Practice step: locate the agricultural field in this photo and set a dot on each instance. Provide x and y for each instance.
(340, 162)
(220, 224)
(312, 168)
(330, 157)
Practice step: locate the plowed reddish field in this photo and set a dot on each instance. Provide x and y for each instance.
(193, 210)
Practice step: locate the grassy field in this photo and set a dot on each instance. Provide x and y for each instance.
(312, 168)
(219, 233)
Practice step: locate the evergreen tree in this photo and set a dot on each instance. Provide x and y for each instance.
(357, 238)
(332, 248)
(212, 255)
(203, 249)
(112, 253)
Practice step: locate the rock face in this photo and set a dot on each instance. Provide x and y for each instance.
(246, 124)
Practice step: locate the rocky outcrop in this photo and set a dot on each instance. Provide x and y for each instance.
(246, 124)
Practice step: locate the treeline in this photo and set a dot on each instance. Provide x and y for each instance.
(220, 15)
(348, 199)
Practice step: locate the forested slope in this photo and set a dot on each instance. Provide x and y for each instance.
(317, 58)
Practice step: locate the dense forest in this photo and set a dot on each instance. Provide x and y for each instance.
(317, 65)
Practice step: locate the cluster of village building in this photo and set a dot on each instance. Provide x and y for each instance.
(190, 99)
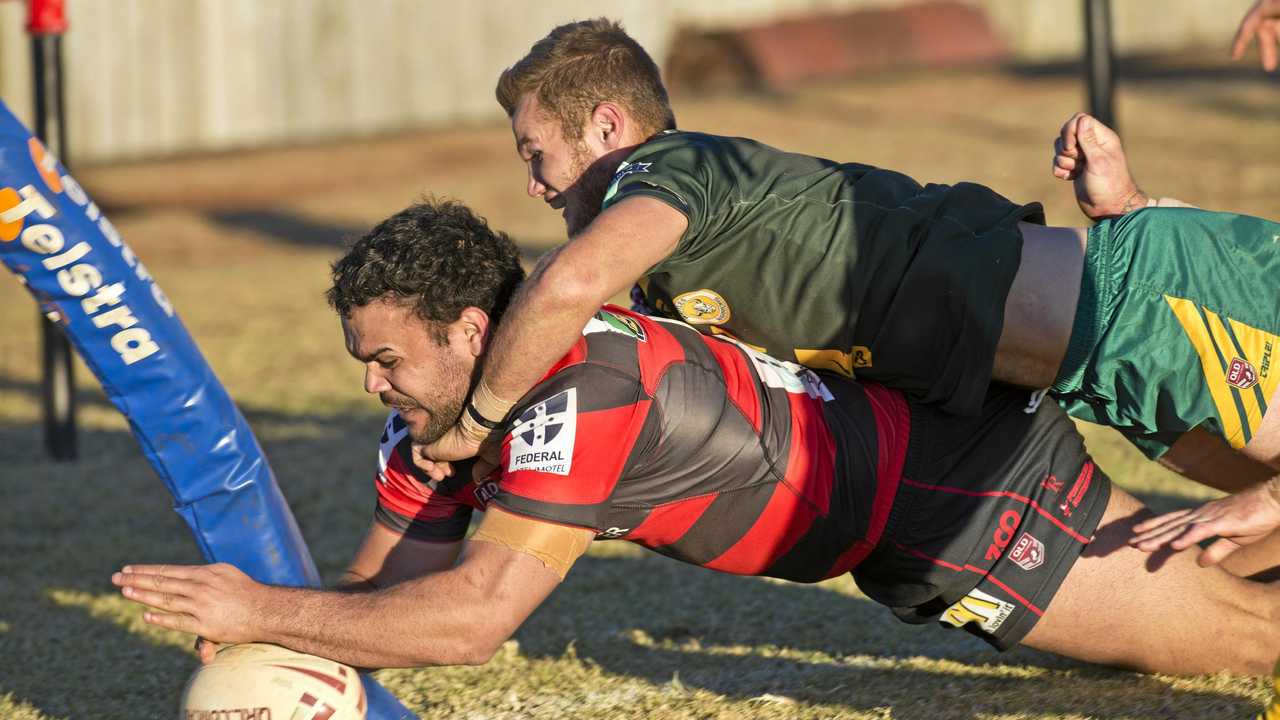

★ ★ ★

=== The problem ===
Render the items, from the line with "Practice step: locate the cluster" up to and including the end of the items, as a two-column CSV with the columns label_text and points: one row per item, with its text and its answer each in one quoted field and line breaks changed to spaces. Leave the pictures out.

=== Answer below ===
label_text,points
"Practice step: locate the cluster of village building in this photo and set a dot on each instance. Provide x and y for each instance.","(190, 99)"